++++ Исходные строки

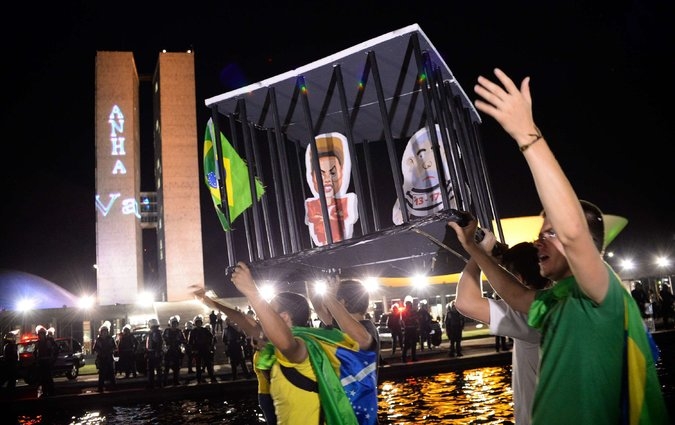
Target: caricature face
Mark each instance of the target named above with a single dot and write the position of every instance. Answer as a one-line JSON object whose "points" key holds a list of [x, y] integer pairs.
{"points": [[331, 175], [422, 164]]}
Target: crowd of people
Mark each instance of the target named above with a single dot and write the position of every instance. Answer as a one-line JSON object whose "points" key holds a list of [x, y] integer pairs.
{"points": [[582, 352], [573, 308]]}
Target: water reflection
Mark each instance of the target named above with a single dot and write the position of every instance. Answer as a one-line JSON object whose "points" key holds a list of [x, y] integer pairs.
{"points": [[475, 396]]}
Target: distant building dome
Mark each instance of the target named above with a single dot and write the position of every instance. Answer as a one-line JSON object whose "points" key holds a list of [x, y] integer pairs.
{"points": [[16, 286]]}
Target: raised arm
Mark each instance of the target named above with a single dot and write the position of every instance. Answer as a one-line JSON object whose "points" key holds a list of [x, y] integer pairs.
{"points": [[507, 286], [512, 108], [470, 301], [246, 323], [276, 328]]}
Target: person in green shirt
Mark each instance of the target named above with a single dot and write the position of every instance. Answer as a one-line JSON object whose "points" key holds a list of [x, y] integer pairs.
{"points": [[587, 319]]}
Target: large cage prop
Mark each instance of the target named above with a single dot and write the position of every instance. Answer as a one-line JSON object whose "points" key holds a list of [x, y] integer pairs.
{"points": [[377, 94]]}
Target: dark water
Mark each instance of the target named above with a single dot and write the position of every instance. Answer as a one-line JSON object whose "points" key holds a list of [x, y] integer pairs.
{"points": [[472, 396], [477, 396]]}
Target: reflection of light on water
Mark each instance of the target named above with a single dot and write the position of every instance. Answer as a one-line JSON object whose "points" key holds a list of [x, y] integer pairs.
{"points": [[473, 396]]}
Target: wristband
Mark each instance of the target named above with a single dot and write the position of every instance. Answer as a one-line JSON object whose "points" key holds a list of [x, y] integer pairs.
{"points": [[536, 136]]}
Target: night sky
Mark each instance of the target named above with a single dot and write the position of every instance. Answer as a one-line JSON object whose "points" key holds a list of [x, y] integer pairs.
{"points": [[602, 86]]}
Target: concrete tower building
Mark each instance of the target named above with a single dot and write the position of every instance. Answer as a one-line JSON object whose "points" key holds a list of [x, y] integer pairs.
{"points": [[123, 212]]}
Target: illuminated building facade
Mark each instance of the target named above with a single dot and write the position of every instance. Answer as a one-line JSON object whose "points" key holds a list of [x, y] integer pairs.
{"points": [[122, 211]]}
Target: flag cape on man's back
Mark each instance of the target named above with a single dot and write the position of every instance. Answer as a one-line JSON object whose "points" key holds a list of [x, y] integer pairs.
{"points": [[645, 403], [346, 376], [236, 178]]}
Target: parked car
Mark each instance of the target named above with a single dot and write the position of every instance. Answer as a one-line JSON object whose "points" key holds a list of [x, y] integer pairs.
{"points": [[68, 362]]}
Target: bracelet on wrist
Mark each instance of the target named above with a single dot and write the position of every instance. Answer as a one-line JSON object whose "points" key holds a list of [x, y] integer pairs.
{"points": [[537, 136]]}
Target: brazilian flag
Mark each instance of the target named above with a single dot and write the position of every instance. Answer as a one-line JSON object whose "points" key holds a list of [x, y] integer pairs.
{"points": [[236, 178]]}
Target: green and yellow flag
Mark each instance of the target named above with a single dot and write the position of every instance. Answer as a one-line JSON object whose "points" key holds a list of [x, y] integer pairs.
{"points": [[236, 178]]}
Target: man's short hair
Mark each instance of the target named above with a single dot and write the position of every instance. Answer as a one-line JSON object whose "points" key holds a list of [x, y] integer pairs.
{"points": [[295, 305], [330, 145], [523, 259], [595, 221], [355, 295]]}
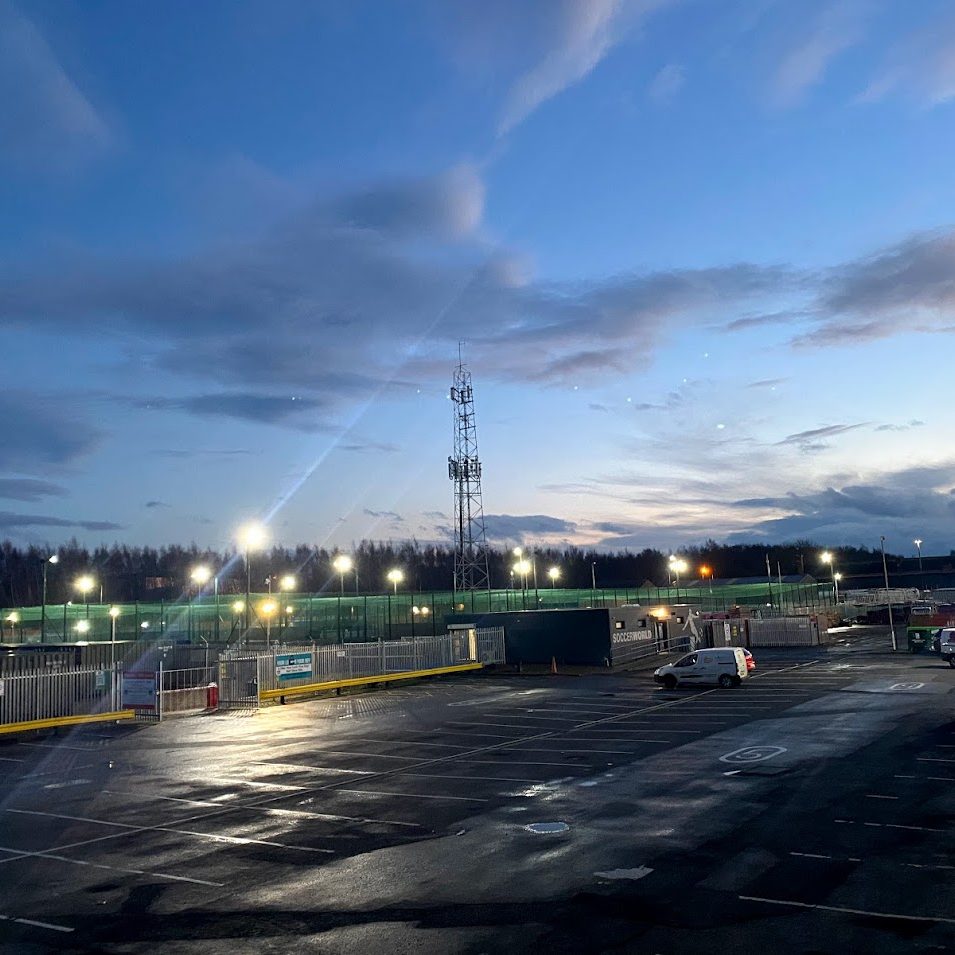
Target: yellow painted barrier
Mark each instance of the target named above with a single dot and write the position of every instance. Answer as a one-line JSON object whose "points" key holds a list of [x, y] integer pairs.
{"points": [[365, 680], [55, 721]]}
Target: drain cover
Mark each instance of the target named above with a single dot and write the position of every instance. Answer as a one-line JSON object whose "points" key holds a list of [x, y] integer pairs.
{"points": [[547, 827]]}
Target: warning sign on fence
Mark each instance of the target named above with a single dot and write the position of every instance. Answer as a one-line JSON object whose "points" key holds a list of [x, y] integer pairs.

++++++++

Пожалуйста, представьте все строки выше в виде нумерованного списка без пустых строк. Изображения в ответ не включайте.

* [Результат выполнения]
1. Target: caricature face
2. Mark each instance of the target named above with a single dot and write the position of every instance. Answer as a one-line JSON object whose "points" key holds a list of [x, y] integer pairs.
3. {"points": [[331, 175], [422, 164]]}
4. Target: crowd of people
5. Mark each instance of the target named above with a single dot and write the position of every instance. Answer as a one-line JSON object whose "points" key holds a list of [x, y] integer pairs.
6. {"points": [[582, 352], [573, 308]]}
7. Target: water reflection
8. Mark each instance of the target named above with a single dot and write the position of every instance. Answer as a one-line JSON object whose "points" key holds a list of [x, y] integer pairs.
9. {"points": [[475, 396]]}
10. Target: distant building dome
11. Mark each instance of the target named above with a single dot and write the position of every instance. Answer as a one-line JSON object whose "points" key holds a list of [x, y] integer pairs.
12. {"points": [[16, 286]]}
13. Target: raised arm
14. Mark each instance of the target named above with a single dot and write the position of every instance. Answer as a one-line JSON object whose "points" key holds a list of [x, y] integer pairs.
15. {"points": [[507, 286], [512, 108], [470, 301], [246, 323], [276, 328]]}
16. Target: person in green shirt
17. Mark each instance of the target named above with a single dot and write the position of every instance. Answer as a one-line JSON object whose "points" key holds a list of [x, y] integer pairs.
18. {"points": [[587, 319]]}
19. Target: large cage prop
20. Mark each instance of the target named above with a single dot and write the position of every instance. Answer as a one-line JSON object whose "points" key holds a list of [x, y] integer pairs.
21. {"points": [[377, 94]]}
22. Target: dark water
23. Mark each instance of the target named above with a single dot and write the position of every instance. Answer as a one-line JSON object whose "points" key holds a list of [x, y] integer pairs.
24. {"points": [[472, 396], [477, 396]]}
25. Target: reflection of light on water
26. Mark each instance of the target named above with a single dot and write the position of every instance. Answer as a one-line JSON object whose "points" key holds a list of [x, y] integer pairs.
27. {"points": [[473, 396]]}
28. Target: wristband
29. Mark each instance of the target named above with a single dot and write the position of every instance. Answer as a one-line JSON object whose "points" key holds a list of [x, y] integer pairs.
30. {"points": [[536, 136]]}
31. Target: night sky
32. Mark each instance of the target named above with a single dot and write the position of every instance. Answer as a one-line JSON object whose "points" key holds a list of [x, y] integer pairs.
33. {"points": [[602, 86]]}
34. Target: concrete tower building
35. Mark each instance of the target named above with a single dot and write the position of every instance. Answer as a one-line JSON object whose "points" key holds a list of [x, y] integer pairs.
36. {"points": [[123, 212]]}
37. Target: illuminated building facade
38. Mark each instance of the target named above with a single dot and write the position of every instance. Answer as a one-line JSON object whose "points" key holds a list of [x, y] integer pairs.
39. {"points": [[122, 211]]}
40. Target: flag cape on man's back
41. Mark each instance of the target named above with a single dot and write the position of every instance. Answer as a one-line JSON object whose "points" key holds a list of [x, y] integer pairs.
42. {"points": [[645, 403], [346, 376], [236, 178]]}
43. Target: parked car
44. Mark each instance of the target named above with a single dot and write the position of every instance. Answer as a one-line JSON object whose "points" key holds a list of [x, y] integer pairs.
45. {"points": [[68, 362]]}
46. Target: bracelet on wrist
47. Mark each instance of the target named above with a single dot and write the position of every instance. Answer as a one-line JSON object whose "points" key holds a list of [x, y] integer pairs.
48. {"points": [[537, 136]]}
49. Target: brazilian flag
50. Mark each instance of the target named above with a single dot and write the position of every instance. Answer as a one-line JSON object whose "points" key holds a list of [x, y] integer pairs.
51. {"points": [[236, 178]]}
52. Target: green and yellow flag
53. Mark each instance of the target named above with a single dot and write the position of every instance. Answer as a one-line JSON object whose "points" key holds a list of [x, y] integer pairs.
54. {"points": [[236, 178]]}
55. Target: man's short hair
56. Mark each instance of the target named above with a single dot and write the position of every instance. Answer as a one-line JSON object whose "points" key holds a list of [x, y] integer pairs.
57. {"points": [[295, 305], [330, 145], [523, 259], [595, 221], [355, 295]]}
58. Target: yellow painted barrier
59. Mark each instance of the target named above with a single dot and write the position of every instance. Answer as a one-line JSON object whose "points" key holds a list of [x, y] integer pairs.
60. {"points": [[365, 680], [55, 721]]}
61. Target: drain cover
62. Mark each instance of the target named above with a single dot and write the position of every instance. Answer as a one-line JSON object whose "points" key holds a list of [x, y] integer pairs.
63. {"points": [[547, 827]]}
64. Target: warning sign on fence
65. Mark each instance of the target named above with a single dot and write the position of every instance. Answer as a one-line JSON object whose "points" key holds a list of [x, y] integer pairs.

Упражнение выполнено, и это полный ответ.